◆ **PASSAGE SHOWN**
▬▬▬

- Interactive map of Tūtira
- Coordinates: 39°12′14″S 176°52′55″E﻿ / ﻿39.204°S 176.882°E
- Country: New Zealand
- Region: Hawke's Bay Region
- Territorial authority: Hastings District
- Ward: Mohaka General Ward; Takitimu Māori Ward;
- Community: Hastings District Rural Community
- Subdivision: Tūtira subdivision
- Electorates: Napier; Ikaroa-Rāwhiti (Māori);

Government
- • Territorial Authority: Hastings District Council
- • Mayor of Hastings: Wendy Schollum
- • Napier MP: Katie Nimon
- • Ikaroa-Rāwhiti MP: Cushla Tangaere-Manuel

Area
- • Total: 401.51 km^{2} (155.02 sq mi)

Population (2023 Census)
- • Total: 333
- • Density: 0.829/km^{2} (2.15/sq mi)

▬▬▬

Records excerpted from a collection
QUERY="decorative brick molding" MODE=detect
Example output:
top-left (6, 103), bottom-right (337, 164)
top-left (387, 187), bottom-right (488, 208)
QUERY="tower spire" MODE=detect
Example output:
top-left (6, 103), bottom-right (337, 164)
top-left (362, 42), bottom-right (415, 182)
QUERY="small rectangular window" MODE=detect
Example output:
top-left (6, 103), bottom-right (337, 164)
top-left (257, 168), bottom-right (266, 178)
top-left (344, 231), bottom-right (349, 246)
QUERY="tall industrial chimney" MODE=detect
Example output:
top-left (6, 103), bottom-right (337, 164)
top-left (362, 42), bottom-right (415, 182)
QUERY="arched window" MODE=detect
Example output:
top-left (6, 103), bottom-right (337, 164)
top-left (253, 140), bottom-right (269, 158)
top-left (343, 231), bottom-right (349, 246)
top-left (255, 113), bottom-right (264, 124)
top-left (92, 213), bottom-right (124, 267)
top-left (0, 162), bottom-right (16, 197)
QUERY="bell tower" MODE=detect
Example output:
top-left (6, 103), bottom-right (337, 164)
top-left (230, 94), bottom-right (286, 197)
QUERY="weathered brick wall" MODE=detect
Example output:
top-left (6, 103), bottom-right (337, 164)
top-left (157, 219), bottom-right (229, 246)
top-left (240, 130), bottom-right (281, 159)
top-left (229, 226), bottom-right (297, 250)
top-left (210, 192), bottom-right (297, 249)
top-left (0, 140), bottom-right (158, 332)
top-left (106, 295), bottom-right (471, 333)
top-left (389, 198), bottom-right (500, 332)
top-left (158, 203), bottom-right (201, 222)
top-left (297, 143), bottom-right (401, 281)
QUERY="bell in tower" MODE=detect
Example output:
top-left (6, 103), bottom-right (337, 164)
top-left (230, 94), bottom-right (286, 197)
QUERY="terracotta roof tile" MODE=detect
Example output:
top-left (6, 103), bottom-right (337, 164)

▬▬▬

◆ **WHAT TO WORK ON**
[1] According to the Tūtira summary, which territorial authority is Tūtira in?
[2] Using the Tūtira summary, say whether each statement agrees with it, and quote the deciding words: (a) Tūtira had a population of 333 in the 2023 Census. (b) Tūtira lies in the Gisborne Region. (c) Wendy Schollum is listed as Mayor of Hastings.
Rely on the Tūtira summary and nothing else.

◆ **COMPLETED EXERCISE**
[1] Hastings District

[2]
(a) Yes: "Population (2023 Census)" … "Total: 333"
(b) No: "Region: Hawke's Bay Region"
(c) Yes: "Mayor of Hastings: Wendy Schollum"